• **LISTA DE ATIVIDADES**:
- A) Reproduza, a partir de "Há mais de 25" e até "base de células.", o trecho da matéria sobre a Mercy For Animals.
- B) Segundo a matéria sobre a Mercy For Animals, há quanto tempo a organização se dedica a eliminar a exploração de animais em fazendas industriais?

• **TEXTO DO DOCUMENTO**:
“Não existe galinha feliz presa na indústria”, diz executiva da Mercy for Animals
Em entrevista à EXAME Solutions, Cristina Mendonça fala sobre o papel da MFA em ajudar a banir as piores práticas da exploração animal em indústrias e o trabalho para retirá-las do sistema de produção
EXAME Solutions
Publicado em 3 de setembro de 2024 às 09h30.
Última atualização em 7 de outubro de 2024 às 09h44.
Há mais de 25 anos, a Mercy For Animals (MFA) tem se dedicado a eliminar a exploração de animais em fazendas industriais por meio da construção de um sistema alimentar mais justo e sustentável. Na prática, isso implica fomentar a diversificação proteica e o maior consumo e mercado de alimentação vegetal e à base de células.

• **REGISTROS FORNECIDOS**:
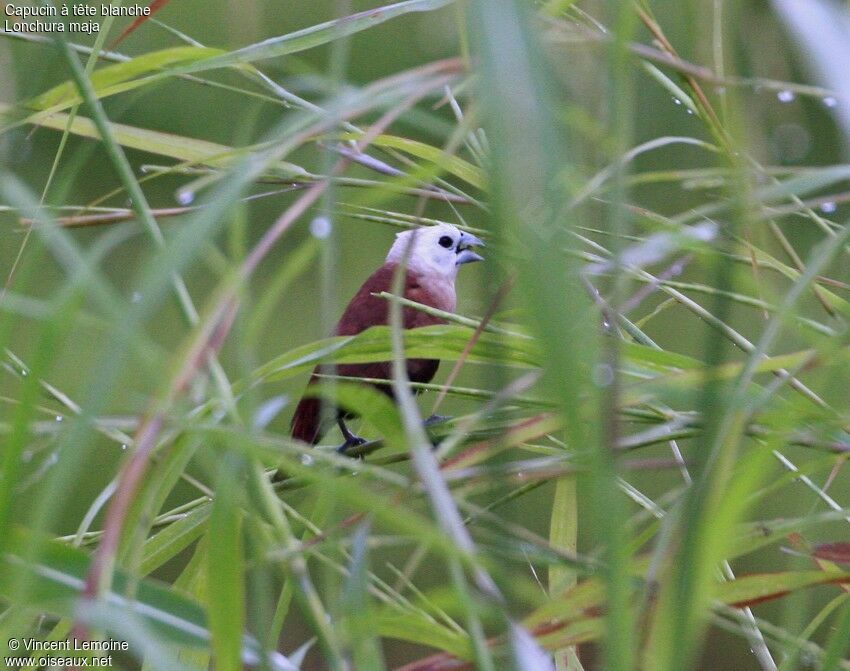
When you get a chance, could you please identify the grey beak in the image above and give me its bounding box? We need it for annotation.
[455,232,486,266]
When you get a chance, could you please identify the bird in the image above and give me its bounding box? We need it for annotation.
[290,223,484,453]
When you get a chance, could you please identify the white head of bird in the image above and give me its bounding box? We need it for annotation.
[387,224,484,283]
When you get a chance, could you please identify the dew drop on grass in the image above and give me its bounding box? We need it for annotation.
[177,189,195,205]
[310,217,332,240]
[593,363,614,387]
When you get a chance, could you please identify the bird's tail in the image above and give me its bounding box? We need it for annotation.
[290,398,322,445]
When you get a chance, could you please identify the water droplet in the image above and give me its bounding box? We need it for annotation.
[310,217,332,240]
[177,189,195,205]
[593,363,614,387]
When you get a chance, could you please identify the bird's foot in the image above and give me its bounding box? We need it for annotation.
[424,415,451,427]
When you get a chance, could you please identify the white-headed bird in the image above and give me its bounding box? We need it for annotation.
[291,224,484,451]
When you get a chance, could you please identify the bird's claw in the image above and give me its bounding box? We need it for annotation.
[336,433,367,459]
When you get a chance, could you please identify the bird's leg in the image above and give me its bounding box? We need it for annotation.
[336,417,366,454]
[424,415,451,427]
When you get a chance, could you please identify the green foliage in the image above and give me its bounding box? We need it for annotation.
[0,0,850,671]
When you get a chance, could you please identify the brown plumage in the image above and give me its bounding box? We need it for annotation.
[291,263,455,445]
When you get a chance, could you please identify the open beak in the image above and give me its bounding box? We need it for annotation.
[455,233,485,266]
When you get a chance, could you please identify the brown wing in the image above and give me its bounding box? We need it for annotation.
[291,264,454,445]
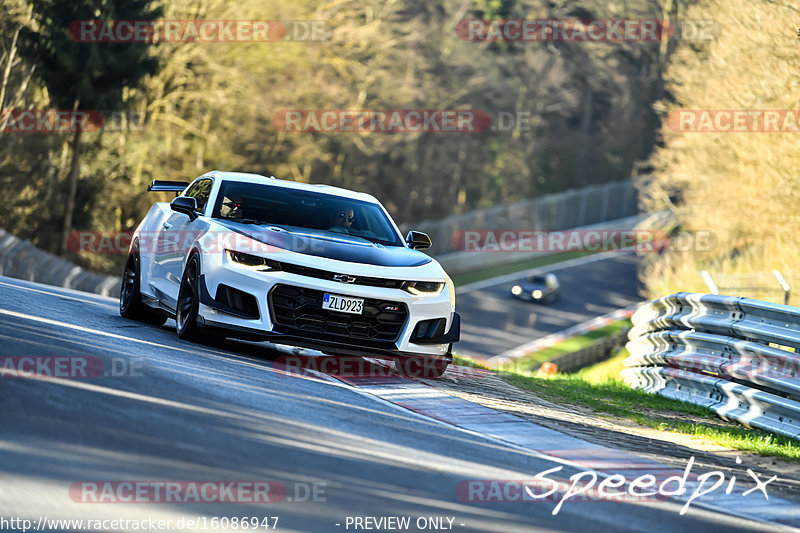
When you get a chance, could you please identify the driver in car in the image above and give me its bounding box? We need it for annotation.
[219,193,244,218]
[329,206,355,231]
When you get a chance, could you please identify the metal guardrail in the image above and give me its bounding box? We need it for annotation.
[0,229,122,297]
[622,292,800,439]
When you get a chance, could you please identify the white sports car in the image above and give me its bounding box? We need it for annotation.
[120,171,461,376]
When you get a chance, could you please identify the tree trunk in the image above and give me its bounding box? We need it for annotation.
[59,128,83,255]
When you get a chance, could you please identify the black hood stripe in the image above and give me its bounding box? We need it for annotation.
[214,219,431,267]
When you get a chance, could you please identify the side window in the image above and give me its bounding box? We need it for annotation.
[186,180,214,214]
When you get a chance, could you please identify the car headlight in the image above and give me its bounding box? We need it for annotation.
[225,250,281,272]
[402,281,444,296]
[445,274,456,309]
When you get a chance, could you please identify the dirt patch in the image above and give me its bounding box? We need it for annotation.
[421,366,800,501]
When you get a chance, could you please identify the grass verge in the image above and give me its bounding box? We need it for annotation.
[502,372,800,461]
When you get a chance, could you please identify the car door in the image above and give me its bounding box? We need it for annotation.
[157,178,214,309]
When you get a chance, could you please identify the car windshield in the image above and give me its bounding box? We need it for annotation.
[211,181,405,246]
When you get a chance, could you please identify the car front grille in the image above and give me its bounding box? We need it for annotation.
[280,261,404,289]
[268,284,408,342]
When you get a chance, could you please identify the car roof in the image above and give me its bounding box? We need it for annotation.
[198,170,379,203]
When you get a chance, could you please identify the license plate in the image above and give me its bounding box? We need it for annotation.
[322,293,364,315]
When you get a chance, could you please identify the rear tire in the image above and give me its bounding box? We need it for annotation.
[119,249,167,326]
[394,357,450,379]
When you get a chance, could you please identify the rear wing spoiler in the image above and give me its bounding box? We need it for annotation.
[147,180,189,195]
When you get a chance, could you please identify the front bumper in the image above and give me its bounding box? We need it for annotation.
[193,254,461,359]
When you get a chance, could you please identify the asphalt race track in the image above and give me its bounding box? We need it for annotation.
[456,254,642,356]
[0,274,792,533]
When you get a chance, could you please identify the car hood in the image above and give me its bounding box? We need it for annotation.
[215,219,431,267]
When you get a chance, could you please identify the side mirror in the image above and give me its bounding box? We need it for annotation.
[406,231,431,250]
[169,196,197,220]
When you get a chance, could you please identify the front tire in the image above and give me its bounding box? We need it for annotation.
[119,249,167,326]
[175,254,201,340]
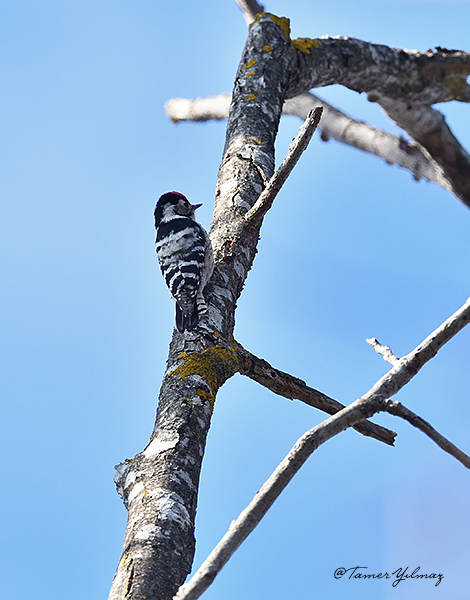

• **RESPOSTAS POR ITEM**:
- A)
Há mais de 25 anos, a Mercy For Animals (MFA) tem se dedicado a eliminar a exploração de animais em fazendas industriais por meio da construção de um sistema alimentar mais justo e sustentável. Na prática, isso implica fomentar a diversificação proteica e o maior consumo e mercado de alimentação vegetal e à base de células.

- B) Há mais de 25 anos.